[Dataset rows]
________________________

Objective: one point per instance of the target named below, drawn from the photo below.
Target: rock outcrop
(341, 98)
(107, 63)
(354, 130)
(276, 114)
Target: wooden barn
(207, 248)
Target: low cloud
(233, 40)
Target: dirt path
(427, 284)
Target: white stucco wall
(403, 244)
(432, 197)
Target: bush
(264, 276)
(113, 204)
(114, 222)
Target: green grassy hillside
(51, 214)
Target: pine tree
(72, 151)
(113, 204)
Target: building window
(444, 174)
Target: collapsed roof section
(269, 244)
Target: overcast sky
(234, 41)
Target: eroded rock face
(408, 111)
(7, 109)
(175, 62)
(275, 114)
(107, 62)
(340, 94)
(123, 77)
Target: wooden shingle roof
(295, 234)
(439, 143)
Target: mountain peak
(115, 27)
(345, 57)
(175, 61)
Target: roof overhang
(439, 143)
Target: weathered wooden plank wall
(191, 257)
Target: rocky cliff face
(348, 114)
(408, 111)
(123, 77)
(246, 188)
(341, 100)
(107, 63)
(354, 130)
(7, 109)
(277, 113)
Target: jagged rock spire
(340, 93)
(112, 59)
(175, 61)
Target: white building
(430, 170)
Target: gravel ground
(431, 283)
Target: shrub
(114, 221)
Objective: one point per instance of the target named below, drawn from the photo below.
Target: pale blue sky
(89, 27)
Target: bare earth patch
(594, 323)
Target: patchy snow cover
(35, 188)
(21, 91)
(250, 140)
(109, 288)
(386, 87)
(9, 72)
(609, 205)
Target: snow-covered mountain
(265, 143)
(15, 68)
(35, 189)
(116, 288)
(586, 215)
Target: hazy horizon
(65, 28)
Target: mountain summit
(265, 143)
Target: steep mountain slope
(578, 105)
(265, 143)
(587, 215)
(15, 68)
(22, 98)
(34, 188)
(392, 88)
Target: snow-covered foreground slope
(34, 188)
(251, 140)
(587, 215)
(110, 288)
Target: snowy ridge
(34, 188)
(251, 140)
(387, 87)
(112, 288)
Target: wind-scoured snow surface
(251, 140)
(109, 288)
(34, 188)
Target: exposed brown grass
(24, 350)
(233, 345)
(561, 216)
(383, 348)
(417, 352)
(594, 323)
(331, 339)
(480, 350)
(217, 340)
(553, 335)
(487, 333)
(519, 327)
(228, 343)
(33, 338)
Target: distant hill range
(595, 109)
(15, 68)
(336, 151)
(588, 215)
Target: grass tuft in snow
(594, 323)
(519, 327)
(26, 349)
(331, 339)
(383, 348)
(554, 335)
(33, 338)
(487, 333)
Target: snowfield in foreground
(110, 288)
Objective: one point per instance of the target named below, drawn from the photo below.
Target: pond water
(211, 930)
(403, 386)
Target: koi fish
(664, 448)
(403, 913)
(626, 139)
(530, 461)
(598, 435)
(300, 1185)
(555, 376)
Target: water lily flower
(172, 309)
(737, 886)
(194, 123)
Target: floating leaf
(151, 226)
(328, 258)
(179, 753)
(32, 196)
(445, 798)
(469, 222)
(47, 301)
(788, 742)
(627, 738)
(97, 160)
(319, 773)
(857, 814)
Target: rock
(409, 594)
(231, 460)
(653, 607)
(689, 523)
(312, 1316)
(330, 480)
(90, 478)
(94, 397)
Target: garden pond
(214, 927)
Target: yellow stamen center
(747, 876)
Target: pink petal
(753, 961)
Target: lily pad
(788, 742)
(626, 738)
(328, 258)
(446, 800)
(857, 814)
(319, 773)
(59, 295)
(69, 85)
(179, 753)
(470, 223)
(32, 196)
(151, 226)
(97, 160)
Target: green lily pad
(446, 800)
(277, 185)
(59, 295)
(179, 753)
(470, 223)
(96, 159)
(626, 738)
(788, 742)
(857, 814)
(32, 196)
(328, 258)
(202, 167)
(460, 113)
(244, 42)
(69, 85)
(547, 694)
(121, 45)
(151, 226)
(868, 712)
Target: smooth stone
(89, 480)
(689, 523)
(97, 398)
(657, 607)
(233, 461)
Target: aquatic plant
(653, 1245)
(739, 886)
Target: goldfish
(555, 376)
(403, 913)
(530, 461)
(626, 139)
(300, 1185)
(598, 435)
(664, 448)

________________________

Exercise details: Show the data once more, exactly as it was written.

Response for this exercise:
Objective: one point per instance of the target named below, drawn from the photo below.
Target: rock outcrop
(341, 98)
(107, 63)
(354, 130)
(276, 114)
Target: wooden barn
(207, 248)
Target: low cloud
(233, 40)
Target: dirt path
(427, 284)
Target: white stucco wall
(403, 244)
(432, 197)
Target: bush
(264, 276)
(113, 204)
(114, 222)
Target: green grassy hillside
(51, 214)
Target: pine tree
(72, 151)
(113, 204)
Target: building window
(444, 174)
Target: collapsed roof section
(269, 244)
Target: overcast sky
(234, 41)
Target: eroded rock face
(408, 111)
(7, 109)
(175, 62)
(275, 114)
(107, 62)
(340, 94)
(123, 77)
Target: wooden shingle roof
(295, 234)
(439, 143)
Target: mountain peak
(115, 27)
(345, 57)
(175, 61)
Target: roof overhang
(439, 143)
Target: weathered wooden plank wall
(191, 257)
Target: rocky cliff face
(348, 114)
(408, 111)
(123, 77)
(246, 188)
(341, 100)
(107, 63)
(354, 130)
(7, 109)
(277, 113)
Target: jagged rock spire
(340, 93)
(112, 59)
(175, 61)
Target: white building
(430, 170)
Target: gravel ground
(431, 283)
Target: shrub
(114, 221)
Objective: one point per instance of the target named below, drawn from the photo below.
Target: pale blue sky
(89, 27)
Target: bare earth patch
(594, 323)
Target: patchy snow cover
(35, 188)
(21, 91)
(250, 140)
(109, 288)
(386, 87)
(9, 72)
(609, 205)
Target: snow-covered mountain
(265, 143)
(15, 68)
(35, 189)
(116, 288)
(586, 215)
Target: hazy horizon
(65, 28)
Target: mountain summit
(265, 143)
Target: steep mountain slope
(578, 105)
(265, 143)
(587, 215)
(15, 68)
(22, 98)
(34, 188)
(392, 88)
Target: snow-covered foreground slope
(34, 188)
(251, 140)
(587, 215)
(110, 288)
Target: snowy ridge
(34, 188)
(251, 140)
(387, 87)
(112, 288)
Target: wind-scoured snow surface
(251, 140)
(109, 288)
(34, 188)
Target: exposed brown grass
(24, 350)
(233, 345)
(561, 216)
(383, 348)
(417, 352)
(594, 323)
(331, 339)
(480, 350)
(217, 340)
(553, 335)
(487, 333)
(519, 327)
(228, 343)
(33, 338)
Target: distant hill range
(595, 109)
(15, 68)
(336, 151)
(588, 215)
Target: grass tuft in snow
(594, 323)
(519, 327)
(26, 349)
(331, 339)
(383, 348)
(554, 335)
(33, 338)
(487, 333)
Target: snowfield in foreground
(110, 288)
Objective: one point per instance of the target named below, drawn from the photo below.
Target: pond water
(211, 930)
(403, 386)
Target: koi fish
(664, 448)
(403, 913)
(626, 139)
(530, 461)
(598, 435)
(300, 1185)
(555, 376)
Target: water lily flower
(172, 309)
(737, 886)
(194, 123)
Target: floating leaf
(151, 226)
(328, 258)
(179, 753)
(32, 196)
(445, 798)
(469, 222)
(47, 301)
(788, 742)
(627, 738)
(97, 160)
(319, 773)
(857, 814)
Target: rock
(409, 594)
(231, 460)
(653, 607)
(689, 523)
(312, 1316)
(330, 480)
(90, 478)
(94, 397)
Target: garden pond
(214, 927)
Target: yellow stamen center
(747, 876)
Target: pink petal
(753, 961)
Target: lily pad
(788, 742)
(626, 738)
(328, 258)
(446, 800)
(857, 814)
(319, 773)
(59, 295)
(69, 85)
(179, 753)
(470, 223)
(32, 196)
(151, 226)
(97, 160)
Target: green lily pad
(446, 800)
(277, 185)
(59, 295)
(179, 753)
(470, 223)
(96, 159)
(626, 738)
(788, 742)
(857, 814)
(32, 196)
(328, 258)
(202, 167)
(460, 113)
(244, 42)
(69, 85)
(547, 694)
(121, 45)
(151, 226)
(868, 712)
Target: smooth stone
(89, 480)
(689, 523)
(97, 398)
(657, 607)
(233, 461)
Target: aquatic plant
(653, 1245)
(739, 886)
Target: goldfish
(555, 376)
(403, 913)
(530, 461)
(626, 139)
(300, 1185)
(598, 435)
(664, 448)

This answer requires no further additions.